ABOUT THIS EXERCISE
A verbatim copy of the whole listing is what is needed.

DATASET EXTRACT
--------------------

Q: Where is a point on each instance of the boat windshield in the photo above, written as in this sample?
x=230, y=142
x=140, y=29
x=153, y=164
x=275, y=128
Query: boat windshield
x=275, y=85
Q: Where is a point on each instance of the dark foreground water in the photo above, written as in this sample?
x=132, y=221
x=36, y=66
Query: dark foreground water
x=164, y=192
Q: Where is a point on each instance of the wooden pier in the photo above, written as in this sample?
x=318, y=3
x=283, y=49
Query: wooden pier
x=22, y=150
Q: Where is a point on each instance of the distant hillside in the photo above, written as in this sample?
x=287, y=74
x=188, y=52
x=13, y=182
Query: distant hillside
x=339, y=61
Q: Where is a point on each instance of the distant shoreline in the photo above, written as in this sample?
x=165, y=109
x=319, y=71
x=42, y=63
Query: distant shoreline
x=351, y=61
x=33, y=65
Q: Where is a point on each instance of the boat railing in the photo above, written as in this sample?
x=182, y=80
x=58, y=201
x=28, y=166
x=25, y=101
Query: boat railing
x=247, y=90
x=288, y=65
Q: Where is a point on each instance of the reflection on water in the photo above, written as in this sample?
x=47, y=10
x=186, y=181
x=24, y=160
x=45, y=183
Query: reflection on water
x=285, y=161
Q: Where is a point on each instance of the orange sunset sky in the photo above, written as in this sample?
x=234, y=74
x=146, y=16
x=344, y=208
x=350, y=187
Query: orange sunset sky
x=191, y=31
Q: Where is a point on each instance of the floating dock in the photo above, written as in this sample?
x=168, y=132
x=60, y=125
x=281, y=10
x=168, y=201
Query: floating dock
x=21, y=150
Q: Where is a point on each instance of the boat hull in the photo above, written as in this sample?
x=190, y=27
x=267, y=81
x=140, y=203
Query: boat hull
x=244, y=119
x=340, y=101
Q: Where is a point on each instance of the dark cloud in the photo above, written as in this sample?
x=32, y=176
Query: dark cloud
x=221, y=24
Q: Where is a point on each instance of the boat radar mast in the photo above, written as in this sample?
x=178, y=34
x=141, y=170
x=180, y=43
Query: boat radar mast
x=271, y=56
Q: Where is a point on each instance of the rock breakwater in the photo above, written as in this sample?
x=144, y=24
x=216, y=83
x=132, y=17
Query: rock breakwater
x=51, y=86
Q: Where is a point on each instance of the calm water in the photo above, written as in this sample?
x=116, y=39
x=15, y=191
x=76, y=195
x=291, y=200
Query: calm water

--------------------

ANSWER SPACE
Q: Where is a point on each instance of the boat windshield in the photo above, written as in this sample?
x=230, y=142
x=140, y=29
x=153, y=164
x=275, y=128
Query: boat windshield
x=275, y=85
Q: Where is a point on each instance of the dark foreground water in the photo above, written as in this sample?
x=132, y=221
x=36, y=66
Query: dark foreground water
x=164, y=192
Q: Where is a point on each instance of the wooden pier in the photo above, written as in this sample?
x=318, y=3
x=283, y=49
Query: wooden pier
x=22, y=150
Q: Where is a point on each instance of the distant hillside in the photo above, written as in this sample?
x=287, y=74
x=188, y=52
x=13, y=182
Query: distant hillside
x=339, y=61
Q: Where is a point on each instance of the distant shoreline in the photo above, written as in this sample?
x=165, y=109
x=319, y=71
x=42, y=63
Query: distant shoreline
x=351, y=61
x=33, y=65
Q: Where is a point on each instance of the boat railing in the photo above, written as in this sample?
x=182, y=80
x=58, y=201
x=28, y=166
x=25, y=101
Query: boat railing
x=247, y=90
x=288, y=65
Q: Where is a point on each instance of the reflection on water in the photo above, written as in this sample?
x=47, y=10
x=186, y=181
x=24, y=160
x=45, y=183
Query: reflection on water
x=285, y=161
Q: Where is a point on each instance of the orange sunset sky in the photo above, written as in this sample?
x=234, y=74
x=146, y=16
x=344, y=208
x=350, y=187
Query: orange sunset sky
x=191, y=31
Q: Where is a point on each instance of the floating dock in the photo above, written as in this sample?
x=168, y=132
x=60, y=125
x=281, y=10
x=168, y=201
Query: floating dock
x=21, y=150
Q: Where is a point on each instance of the boat hull in the photo above, written as in this sample?
x=190, y=27
x=267, y=81
x=140, y=203
Query: boat hull
x=244, y=119
x=340, y=101
Q: Where is a point on each instance of the dark cloud in the photo above, written as in this sample?
x=32, y=176
Query: dark cloud
x=221, y=24
Q: Where is a point on each instance of the boat radar mast in the photo above, written as in this sample?
x=178, y=34
x=141, y=170
x=180, y=43
Query: boat radar mast
x=271, y=56
Q: Where is a point on each instance of the rock breakwater in the photo above, written as in this sample?
x=144, y=24
x=216, y=83
x=132, y=17
Query: rock breakwater
x=51, y=86
Q: Where is a point on each instance of the calm water in the photo above, written as in this sample?
x=116, y=39
x=15, y=191
x=76, y=195
x=291, y=200
Query: calm water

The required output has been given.